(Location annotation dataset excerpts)

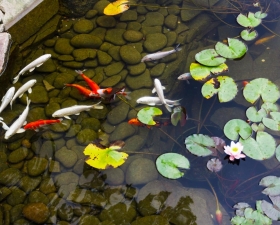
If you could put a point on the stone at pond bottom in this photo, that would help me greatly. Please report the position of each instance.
(149, 220)
(36, 212)
(141, 171)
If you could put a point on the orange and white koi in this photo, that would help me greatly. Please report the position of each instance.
(82, 90)
(263, 40)
(40, 123)
(93, 86)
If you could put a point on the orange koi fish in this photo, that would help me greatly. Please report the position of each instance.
(83, 90)
(40, 123)
(93, 86)
(263, 40)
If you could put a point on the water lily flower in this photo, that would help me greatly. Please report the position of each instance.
(234, 151)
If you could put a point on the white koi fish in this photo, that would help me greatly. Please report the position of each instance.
(7, 98)
(159, 55)
(185, 76)
(75, 110)
(26, 87)
(159, 89)
(31, 66)
(149, 100)
(16, 127)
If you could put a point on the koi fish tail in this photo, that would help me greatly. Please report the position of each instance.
(97, 106)
(168, 107)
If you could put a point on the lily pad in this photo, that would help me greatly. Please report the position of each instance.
(248, 36)
(248, 21)
(201, 73)
(227, 88)
(169, 165)
(209, 57)
(146, 115)
(261, 87)
(272, 184)
(235, 49)
(260, 149)
(236, 127)
(254, 115)
(199, 144)
(104, 158)
(260, 15)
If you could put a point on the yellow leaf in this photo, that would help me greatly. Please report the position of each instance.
(103, 158)
(116, 7)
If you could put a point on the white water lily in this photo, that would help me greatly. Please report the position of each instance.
(234, 151)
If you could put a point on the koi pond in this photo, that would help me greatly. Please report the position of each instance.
(143, 113)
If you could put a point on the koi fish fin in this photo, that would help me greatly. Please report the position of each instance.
(32, 69)
(168, 107)
(20, 130)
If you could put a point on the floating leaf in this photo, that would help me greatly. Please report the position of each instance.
(199, 144)
(116, 7)
(260, 149)
(254, 115)
(261, 87)
(179, 114)
(201, 73)
(214, 165)
(169, 165)
(146, 115)
(248, 36)
(104, 158)
(248, 21)
(209, 57)
(260, 15)
(235, 49)
(236, 127)
(226, 89)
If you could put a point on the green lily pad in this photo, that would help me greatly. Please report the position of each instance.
(269, 107)
(223, 85)
(201, 73)
(209, 57)
(254, 115)
(274, 123)
(260, 149)
(235, 49)
(260, 15)
(257, 128)
(273, 185)
(199, 144)
(146, 115)
(248, 21)
(248, 36)
(169, 165)
(261, 87)
(236, 127)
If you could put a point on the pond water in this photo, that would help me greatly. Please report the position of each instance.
(43, 174)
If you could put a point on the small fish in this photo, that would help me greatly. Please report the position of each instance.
(31, 66)
(75, 110)
(185, 76)
(150, 100)
(7, 98)
(16, 126)
(82, 90)
(26, 87)
(93, 86)
(159, 89)
(263, 40)
(40, 123)
(159, 55)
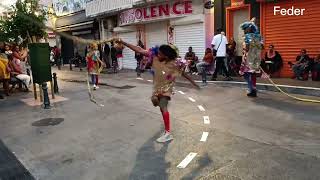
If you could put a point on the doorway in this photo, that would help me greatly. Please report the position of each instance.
(235, 17)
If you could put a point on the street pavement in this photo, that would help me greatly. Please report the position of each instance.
(267, 138)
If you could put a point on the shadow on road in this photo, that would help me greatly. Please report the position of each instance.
(150, 162)
(298, 108)
(203, 162)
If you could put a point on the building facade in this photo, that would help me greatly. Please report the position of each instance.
(283, 30)
(181, 22)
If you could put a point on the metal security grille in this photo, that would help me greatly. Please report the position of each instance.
(190, 35)
(129, 61)
(10, 167)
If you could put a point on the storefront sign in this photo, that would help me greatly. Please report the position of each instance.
(237, 3)
(63, 7)
(154, 12)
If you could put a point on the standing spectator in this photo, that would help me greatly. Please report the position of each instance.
(232, 64)
(106, 51)
(52, 57)
(24, 60)
(316, 68)
(139, 57)
(191, 59)
(57, 57)
(273, 60)
(219, 44)
(207, 62)
(303, 65)
(7, 51)
(4, 73)
(94, 65)
(114, 58)
(17, 68)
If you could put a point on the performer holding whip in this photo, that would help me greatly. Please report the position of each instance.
(166, 68)
(251, 58)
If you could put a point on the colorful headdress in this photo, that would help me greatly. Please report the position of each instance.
(250, 24)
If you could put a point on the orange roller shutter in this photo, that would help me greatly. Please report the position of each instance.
(290, 34)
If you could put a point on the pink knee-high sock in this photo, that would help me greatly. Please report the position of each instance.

- [Task to complete]:
Rewrite the records, from the line containing "If you could put a point on the metal" through the end of the records, as a JSON list of strings with one string per line and blank lines omitted.

- [Response to this exercise]:
[
  "If you could put a point on the metal security grille in this photo, that would help me greatly. Please report the position of each instance.",
  "(190, 35)",
  "(129, 61)",
  "(10, 167)",
  "If you could put a point on the storefront sign in this photo, that would help me greatly. Please report the position of each instance.",
  "(237, 3)",
  "(63, 7)",
  "(154, 12)",
  "If you could put a point on the standing spectator in this photo, that would help me greatly. Please report the position of each instance.",
  "(232, 64)",
  "(106, 51)",
  "(52, 57)",
  "(24, 60)",
  "(316, 68)",
  "(139, 57)",
  "(191, 59)",
  "(57, 57)",
  "(273, 60)",
  "(219, 44)",
  "(207, 62)",
  "(303, 65)",
  "(7, 51)",
  "(4, 73)",
  "(94, 65)",
  "(114, 58)",
  "(17, 68)",
  "If you could put a point on the performer holding whip in this photo, that would help me greatly. Please report the position of each instance.",
  "(166, 68)",
  "(251, 58)",
  "If you could put a point on the colorful headdress in this photo, that would help me greatly. Please report the position of each instance.",
  "(250, 24)",
  "If you could put a point on the orange roller shutter in this photo, that would help me greatly. Please report the position of each instance.",
  "(290, 34)",
  "If you could put a point on the pink knee-high sock in this photo, that would help me greatly. Please report the position of each instance."
]